§ Отрывок:
▶

Крамской странно взглянул на меня.

— Это искушение жизни,— продолжал он,— очень  часто  повторяется  то в большей, то в меньшей мере и с обыкновенными людьми, на самых разнооб­разных поприщах. Почти каждому из нас приходится разрешать роковой  во­прос, служить богу или мамоне...

Утомления его давно не было и помину; голос его звучал, как серебро, а мысли новые, яркие, казалось, так и вспыхивали в его мозгу и красноречи­во звучали. Я был глубоко потрясен и внутренно давал уже себе обещание начать совсем новую жизнь».

«Далеко за полночь. Взглянув на часы, он удивился очень позднему вре­мени.

— А мне завтра надобно рано вставать! — прибавил он»9.

Репин ушел, но всю ночь не мог заснуть. Целую неделю был он под впе­чатлением этого вечера, совсем его перевернувшего.

Успокоившись немного, он начал компоновать «Искушение Христа» под впечатлением рассказа Крамского.

Репин изобразил Христа на вершине скалы, перед необозримой далью с морями и городами, в тот момент, когда он отвернулся с трагическим выраже­нием от искушающего вида и зажмурил глаза. Одной рукой он судорожно сжи­мал свой лоб, другой отстранял от себя неотвязную мысль земной славы и вла­сти. Одет он был в короткий хитон, а босые ноги были в царапинах.

С этого времени Репин часто стал ходить к Крамскому и боялся только как бы ему не надоесть; он бывал всегда так разнообразен и интересен в своих разговорах, что Репин часто уходил от него «с головой, трещавшей от самых разнообразных вопросов».

По вечерам Крамской обыкновенно что-нибудь рисовал черным соусом; большей частью это были заказные портреты с фотографий 10.

От этой ранней петербургской поры в собрании Русского музея сохрани­лось несколько рисунков: один 1863 г., из класса масок и орнамента, и три с гипсовых голов — Александра Севера (1864), Артемиды (1865) и Германика (1864). Первый из них есть тот самый «гипсовый лопух», который Репин ри­совал в школе на Бирже; последние рисунки относятся уже к академическому времени и обнаруживают большое чувство формы и уменье передавать гипс

К раннему времени относится автопортрет, датированный 2 декабря 1863 г. и воспроизведенный при воспоминаниях Репина в «Ниве»11, и портрет моло­дого человека, рисованный карандашом 13 декабря 1864 г.

◀

§ Задание:
Назовите все гипсовые головы, рисунки с которых, судя по отрывку, сохранились в собрании Русского музея. Записи ниже для работы с отрывком не нужны.

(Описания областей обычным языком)

▶

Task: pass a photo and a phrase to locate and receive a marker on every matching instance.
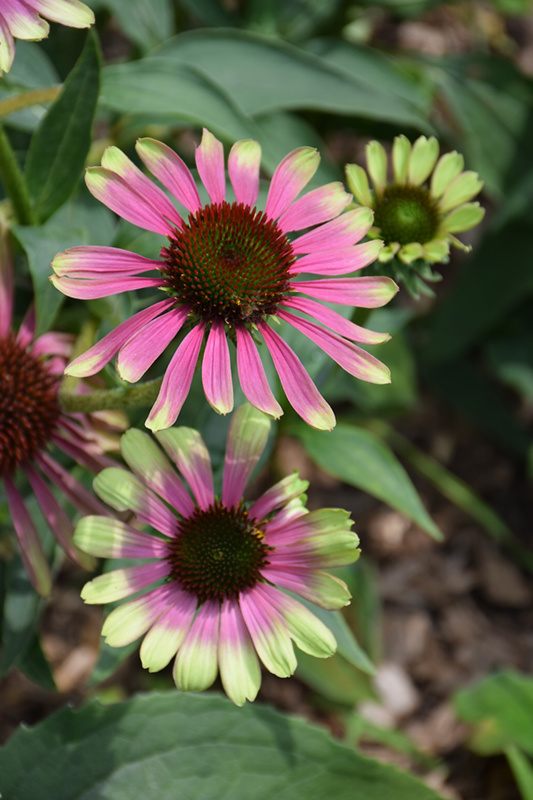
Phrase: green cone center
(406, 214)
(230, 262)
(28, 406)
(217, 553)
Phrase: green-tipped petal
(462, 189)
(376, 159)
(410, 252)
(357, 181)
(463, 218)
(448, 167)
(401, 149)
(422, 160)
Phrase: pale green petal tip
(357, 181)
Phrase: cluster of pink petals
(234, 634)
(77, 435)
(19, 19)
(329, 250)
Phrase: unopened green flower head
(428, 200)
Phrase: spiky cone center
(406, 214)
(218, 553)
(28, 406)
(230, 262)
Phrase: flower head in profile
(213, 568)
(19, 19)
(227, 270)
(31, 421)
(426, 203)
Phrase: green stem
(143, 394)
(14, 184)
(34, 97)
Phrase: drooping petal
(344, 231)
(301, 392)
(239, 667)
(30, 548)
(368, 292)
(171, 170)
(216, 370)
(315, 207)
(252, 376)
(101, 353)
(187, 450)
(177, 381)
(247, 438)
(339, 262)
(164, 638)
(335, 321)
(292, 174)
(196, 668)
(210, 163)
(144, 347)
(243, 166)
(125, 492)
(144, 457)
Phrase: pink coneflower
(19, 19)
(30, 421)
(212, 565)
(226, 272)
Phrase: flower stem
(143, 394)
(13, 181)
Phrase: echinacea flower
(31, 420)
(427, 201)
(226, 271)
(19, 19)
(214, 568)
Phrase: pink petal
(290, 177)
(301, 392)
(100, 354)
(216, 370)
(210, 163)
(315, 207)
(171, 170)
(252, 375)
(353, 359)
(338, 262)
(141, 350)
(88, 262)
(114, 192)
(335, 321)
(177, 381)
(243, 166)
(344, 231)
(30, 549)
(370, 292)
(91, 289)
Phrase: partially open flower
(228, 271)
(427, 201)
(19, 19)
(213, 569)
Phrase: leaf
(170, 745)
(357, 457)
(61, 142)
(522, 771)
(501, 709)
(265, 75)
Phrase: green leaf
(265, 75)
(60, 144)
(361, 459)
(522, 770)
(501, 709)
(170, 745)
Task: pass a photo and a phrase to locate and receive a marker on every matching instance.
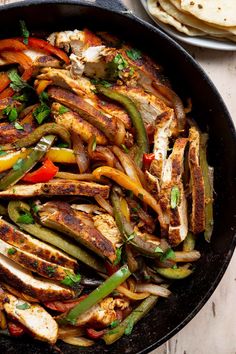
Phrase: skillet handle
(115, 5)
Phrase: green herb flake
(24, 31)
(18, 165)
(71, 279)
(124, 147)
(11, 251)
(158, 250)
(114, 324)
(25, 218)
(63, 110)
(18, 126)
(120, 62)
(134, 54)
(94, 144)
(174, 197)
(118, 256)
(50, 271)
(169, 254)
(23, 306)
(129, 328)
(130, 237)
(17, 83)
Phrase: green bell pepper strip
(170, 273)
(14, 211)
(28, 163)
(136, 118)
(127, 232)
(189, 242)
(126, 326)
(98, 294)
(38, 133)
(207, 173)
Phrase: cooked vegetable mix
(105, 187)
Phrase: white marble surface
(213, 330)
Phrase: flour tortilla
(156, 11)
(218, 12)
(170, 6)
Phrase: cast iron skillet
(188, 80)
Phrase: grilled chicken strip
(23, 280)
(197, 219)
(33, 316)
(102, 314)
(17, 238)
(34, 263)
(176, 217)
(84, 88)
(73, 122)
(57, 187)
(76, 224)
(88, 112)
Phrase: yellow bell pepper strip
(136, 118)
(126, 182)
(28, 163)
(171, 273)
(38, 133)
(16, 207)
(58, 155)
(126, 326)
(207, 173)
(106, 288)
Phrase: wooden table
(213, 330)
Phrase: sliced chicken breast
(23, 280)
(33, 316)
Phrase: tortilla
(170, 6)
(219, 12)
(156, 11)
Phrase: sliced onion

◀

§ Ответ:
Александр Север (1864), Артемида (1865), Германик (1864).